▶

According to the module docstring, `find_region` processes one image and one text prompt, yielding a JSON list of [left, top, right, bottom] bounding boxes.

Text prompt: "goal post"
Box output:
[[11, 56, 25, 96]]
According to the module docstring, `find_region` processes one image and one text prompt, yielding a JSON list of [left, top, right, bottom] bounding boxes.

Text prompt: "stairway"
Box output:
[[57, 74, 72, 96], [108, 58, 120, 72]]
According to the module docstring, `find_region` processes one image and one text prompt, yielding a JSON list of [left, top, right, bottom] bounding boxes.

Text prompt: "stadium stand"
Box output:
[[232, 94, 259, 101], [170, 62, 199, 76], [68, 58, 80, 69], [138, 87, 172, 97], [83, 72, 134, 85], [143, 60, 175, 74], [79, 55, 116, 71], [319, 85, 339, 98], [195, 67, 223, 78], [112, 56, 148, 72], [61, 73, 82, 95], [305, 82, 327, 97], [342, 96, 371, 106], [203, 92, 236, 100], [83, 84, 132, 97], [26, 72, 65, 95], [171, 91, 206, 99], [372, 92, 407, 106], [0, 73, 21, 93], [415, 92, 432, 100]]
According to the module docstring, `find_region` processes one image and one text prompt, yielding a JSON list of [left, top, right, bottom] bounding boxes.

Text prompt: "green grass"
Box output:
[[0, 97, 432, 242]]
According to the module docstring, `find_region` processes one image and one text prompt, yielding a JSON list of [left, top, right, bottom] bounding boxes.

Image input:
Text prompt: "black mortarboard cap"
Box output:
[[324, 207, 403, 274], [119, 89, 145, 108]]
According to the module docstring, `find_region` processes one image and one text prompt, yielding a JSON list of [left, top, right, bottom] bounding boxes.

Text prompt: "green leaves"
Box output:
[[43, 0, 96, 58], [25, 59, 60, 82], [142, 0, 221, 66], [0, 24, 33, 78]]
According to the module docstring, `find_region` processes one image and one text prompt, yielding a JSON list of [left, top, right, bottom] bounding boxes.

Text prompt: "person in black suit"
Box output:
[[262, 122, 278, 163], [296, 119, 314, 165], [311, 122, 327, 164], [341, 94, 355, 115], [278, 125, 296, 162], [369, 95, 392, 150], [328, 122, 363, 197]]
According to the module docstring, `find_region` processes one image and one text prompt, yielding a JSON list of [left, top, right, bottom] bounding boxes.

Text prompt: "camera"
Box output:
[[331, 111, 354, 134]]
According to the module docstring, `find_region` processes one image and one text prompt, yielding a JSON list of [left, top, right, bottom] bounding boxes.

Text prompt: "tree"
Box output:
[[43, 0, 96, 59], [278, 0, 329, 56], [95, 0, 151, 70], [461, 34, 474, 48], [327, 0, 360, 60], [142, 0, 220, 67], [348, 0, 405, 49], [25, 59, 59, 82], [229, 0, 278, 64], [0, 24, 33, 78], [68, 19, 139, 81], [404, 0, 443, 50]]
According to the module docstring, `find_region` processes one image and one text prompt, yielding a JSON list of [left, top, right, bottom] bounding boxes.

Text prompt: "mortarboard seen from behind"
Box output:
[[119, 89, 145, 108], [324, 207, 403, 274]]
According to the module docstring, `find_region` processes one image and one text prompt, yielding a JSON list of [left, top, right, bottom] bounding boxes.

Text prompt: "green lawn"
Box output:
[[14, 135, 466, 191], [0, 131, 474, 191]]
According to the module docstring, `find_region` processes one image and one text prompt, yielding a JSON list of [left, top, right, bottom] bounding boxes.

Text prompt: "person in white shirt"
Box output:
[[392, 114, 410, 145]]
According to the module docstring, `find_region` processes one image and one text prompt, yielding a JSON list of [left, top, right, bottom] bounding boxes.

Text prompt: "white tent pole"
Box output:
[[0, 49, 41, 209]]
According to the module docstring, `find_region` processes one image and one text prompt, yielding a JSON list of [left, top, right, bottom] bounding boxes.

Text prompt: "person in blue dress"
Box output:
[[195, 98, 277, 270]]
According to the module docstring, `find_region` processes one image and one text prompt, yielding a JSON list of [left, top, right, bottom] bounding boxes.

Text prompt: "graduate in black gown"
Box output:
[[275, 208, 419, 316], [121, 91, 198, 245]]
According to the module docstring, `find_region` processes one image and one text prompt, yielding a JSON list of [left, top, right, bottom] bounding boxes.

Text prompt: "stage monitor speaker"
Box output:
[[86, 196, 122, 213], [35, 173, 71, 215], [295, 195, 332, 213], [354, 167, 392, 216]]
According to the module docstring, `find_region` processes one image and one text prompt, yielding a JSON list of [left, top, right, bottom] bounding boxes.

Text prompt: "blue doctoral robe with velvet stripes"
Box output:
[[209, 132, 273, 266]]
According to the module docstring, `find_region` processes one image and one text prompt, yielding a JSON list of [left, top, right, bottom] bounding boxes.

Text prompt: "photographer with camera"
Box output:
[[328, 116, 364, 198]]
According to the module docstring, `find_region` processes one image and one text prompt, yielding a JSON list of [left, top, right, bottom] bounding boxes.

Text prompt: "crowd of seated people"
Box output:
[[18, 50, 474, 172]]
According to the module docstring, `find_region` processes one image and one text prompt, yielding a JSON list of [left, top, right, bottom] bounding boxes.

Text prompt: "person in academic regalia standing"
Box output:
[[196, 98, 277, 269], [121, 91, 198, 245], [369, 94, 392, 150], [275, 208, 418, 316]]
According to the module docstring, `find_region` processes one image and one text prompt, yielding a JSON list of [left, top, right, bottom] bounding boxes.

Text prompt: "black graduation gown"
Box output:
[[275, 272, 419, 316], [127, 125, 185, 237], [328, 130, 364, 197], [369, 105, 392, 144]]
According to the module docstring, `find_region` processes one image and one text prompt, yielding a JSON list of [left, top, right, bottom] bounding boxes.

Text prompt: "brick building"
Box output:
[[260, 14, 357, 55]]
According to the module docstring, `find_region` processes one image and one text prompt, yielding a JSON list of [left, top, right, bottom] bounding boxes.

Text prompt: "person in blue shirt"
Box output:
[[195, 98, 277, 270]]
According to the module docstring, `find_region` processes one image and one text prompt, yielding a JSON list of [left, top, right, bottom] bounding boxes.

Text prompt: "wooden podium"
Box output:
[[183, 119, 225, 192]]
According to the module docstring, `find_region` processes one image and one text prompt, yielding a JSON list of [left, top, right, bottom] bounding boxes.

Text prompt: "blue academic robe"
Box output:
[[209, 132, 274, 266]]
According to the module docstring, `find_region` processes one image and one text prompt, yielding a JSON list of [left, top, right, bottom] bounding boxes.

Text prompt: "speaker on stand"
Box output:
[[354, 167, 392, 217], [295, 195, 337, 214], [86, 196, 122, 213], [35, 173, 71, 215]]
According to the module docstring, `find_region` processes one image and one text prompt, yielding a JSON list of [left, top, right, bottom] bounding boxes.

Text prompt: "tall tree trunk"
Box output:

◀

→ **What you should do**
Can you format every line of the listing above as a numbered list, leaving out the blank lines?

→ **Solved exercise**
1. According to the module docstring, `find_region` processes one image and one text prompt, yielding a JSON list of [left, top, right, bottom] bounding boxes.
2. Text prompt: "goal post"
3. Box output:
4. [[11, 56, 25, 96]]
5. According to the module docstring, `find_region` processes one image and one text prompt, yielding a JSON list of [left, top, right, bottom] bounding boxes.
6. Text prompt: "stairway"
7. Box output:
8. [[57, 74, 72, 96], [108, 58, 120, 72]]
9. According to the module docstring, `find_region` processes one image and one text prompt, yielding a JSON list of [left, top, right, bottom] bounding boxes.
10. Text prompt: "stadium stand"
11. Box output:
12. [[232, 94, 259, 101], [170, 62, 199, 76], [68, 58, 80, 69], [138, 87, 172, 97], [83, 72, 134, 85], [143, 60, 175, 74], [79, 55, 116, 71], [319, 85, 339, 98], [195, 67, 223, 78], [112, 56, 148, 72], [61, 73, 82, 95], [305, 82, 327, 97], [342, 96, 371, 106], [203, 92, 236, 100], [83, 84, 132, 97], [26, 72, 65, 95], [171, 91, 206, 99], [372, 92, 407, 106], [0, 73, 21, 93], [415, 92, 432, 100]]
13. According to the module docstring, `find_region` processes one image and one text prompt, yielding a JSON list of [left, top, right, bottom] bounding boxes.
14. Text prompt: "green grass"
15. Box output:
16. [[0, 97, 432, 242]]
17. According to the module docstring, `find_region` processes one image and one text prompt, yielding a JSON list of [left, top, right, bottom] bounding boxes.
18. Image input:
19. Text prompt: "black mortarboard cap"
20. Box output:
21. [[324, 207, 403, 274], [119, 89, 145, 108]]
22. According to the module docstring, `find_region` processes one image and one text prompt, yielding a JSON list of [left, top, right, bottom] bounding boxes.
23. Text prompt: "green leaves"
24. Box output:
25. [[43, 0, 96, 58], [25, 59, 60, 82], [142, 0, 221, 66], [0, 24, 33, 78]]
26. According to the module docstring, `find_region` processes one image and one text prompt, yielding a JSON list of [left, top, right, bottom] bounding boxes.
27. Text prompt: "person in black suit"
28. Box output:
29. [[262, 122, 278, 163], [296, 119, 314, 165], [311, 122, 327, 164], [341, 94, 355, 115], [278, 125, 296, 162], [369, 95, 392, 150], [328, 122, 363, 197]]
30. According to the module docstring, `find_region` processes one image and one text prompt, yielding a JSON list of [left, top, right, bottom] bounding boxes.
31. Text prompt: "camera"
32. Box output:
33. [[331, 111, 354, 134]]
34. According to the module docstring, `find_region` processes one image and one text prompt, yielding a JSON list of [left, top, right, bottom] bounding boxes.
35. Text prompt: "tree"
36. Box output:
37. [[43, 0, 96, 59], [278, 0, 329, 56], [95, 0, 151, 70], [461, 34, 474, 48], [327, 0, 360, 60], [142, 0, 220, 67], [348, 0, 405, 49], [25, 59, 59, 82], [229, 0, 278, 64], [0, 24, 33, 78], [68, 19, 139, 81], [404, 0, 443, 50]]
38. According to the module docstring, `find_region` processes one image and one text prompt, yielding a JSON list of [left, top, right, bottom] bounding boxes.
39. Text prompt: "mortarboard seen from behind"
40. Box output:
41. [[119, 89, 145, 108], [324, 207, 403, 274]]
42. According to the module docstring, `find_region` processes one image and one text prompt, yielding a JSON list of [left, top, right, bottom] bounding boxes.
43. Text prompt: "green lawn"
44. Box output:
45. [[14, 135, 466, 191], [0, 131, 474, 191]]
46. According to the module docstring, `find_region` processes one image and one text prompt, yielding a JSON list of [left, top, right, bottom] bounding boxes.
47. Text prompt: "person in white shirt"
48. Box output:
49. [[392, 114, 410, 145]]
50. According to the module docstring, `find_region` processes one image and one text prompt, yielding a JSON list of [left, top, right, bottom] bounding boxes.
51. Text prompt: "white tent pole"
52. Box output:
53. [[0, 49, 41, 209]]
54. According to the module docstring, `find_region` processes one image and one text prompt, yielding a JSON list of [left, top, right, bottom] bounding boxes.
55. Text prompt: "person in blue dress"
56. Box output:
57. [[195, 98, 277, 270]]
58. According to the module docstring, `find_region` processes one image and one text prompt, yielding a JSON list of [left, top, right, bottom] bounding boxes.
59. Text prompt: "graduate in black gown"
60. Box output:
61. [[275, 208, 419, 316], [121, 91, 198, 245]]
62. According to the module docstring, `find_region` processes one image and one text prompt, yielding a JSON list of [left, top, right, bottom] bounding boxes.
63. Text prompt: "stage monitor speaker"
64. Box output:
65. [[86, 196, 122, 213], [35, 173, 71, 215], [295, 195, 332, 213], [354, 167, 392, 216]]
66. According to the module docstring, `find_region` processes one image and one text prompt, yielding a JSON list of [left, top, right, bottom] bounding boxes.
67. Text prompt: "blue doctoral robe with velvet stripes"
68. Box output:
69. [[209, 132, 273, 266]]
70. According to the module docstring, `find_region` processes one image and one text prompt, yielding a JSON list of [left, top, right, bottom] bounding boxes.
71. Text prompt: "photographer with camera"
72. Box output:
73. [[328, 116, 364, 198]]
74. According to the module docstring, `find_region` processes one image and one text prompt, yielding a JSON list of [left, top, right, bottom] bounding boxes.
75. Text prompt: "crowd of seated people"
76. Box output:
77. [[18, 50, 474, 172]]
78. According to the module docstring, `find_region` processes one image and one text prompt, yielding a JSON list of [left, top, right, bottom] bounding boxes.
79. Text prompt: "person in academic regalia standing"
80. Box output:
81. [[196, 98, 277, 269], [121, 91, 198, 245], [369, 94, 392, 150], [275, 208, 418, 316]]
82. According to the module docstring, `find_region` processes one image and one text prompt, yielding a JSON list of [left, top, right, bottom] bounding boxes.
83. Text prompt: "black graduation gown"
84. Box output:
85. [[275, 272, 419, 316], [127, 125, 185, 237], [328, 130, 364, 197], [369, 105, 392, 144]]
86. According to the module docstring, `find_region` processes one image and one text prompt, yielding a JSON list of [left, top, right, bottom] bounding boxes.
87. Text prompt: "brick building"
88. Box output:
89. [[260, 14, 357, 55]]
90. According to the module docstring, `find_region` processes one image and one text prompt, yielding a JSON list of [left, top, right, bottom] bounding boxes.
91. Text prompt: "person in blue shirt"
92. Box output:
93. [[195, 98, 277, 270]]
94. According to the module docstring, `find_region` processes one image and one text prompt, yielding a JSON list of [left, top, right, bottom] bounding boxes.
95. Text prompt: "wooden podium"
96. Box output:
97. [[183, 119, 225, 192]]
98. According to the module docstring, `find_region` processes one image and one text prompt, yielding a JSON list of [left, top, right, bottom] bounding boxes.
99. Text prompt: "blue academic robe"
100. Box output:
101. [[209, 132, 274, 266]]
102. According to the module docstring, `find_region` processes one image and one text prompt, yielding a JSON list of [left, top, right, bottom] bounding boxes.
103. Text prompt: "speaker on stand"
104. Box output:
105. [[354, 167, 392, 217], [295, 195, 337, 214], [86, 196, 122, 213], [35, 173, 71, 215]]
106. According to the module docstring, `find_region` processes one image and one text prompt, yielding a JSON list of [left, top, right, bottom] bounding boxes.
107. Text prompt: "tall tree trunk"
108. Box output:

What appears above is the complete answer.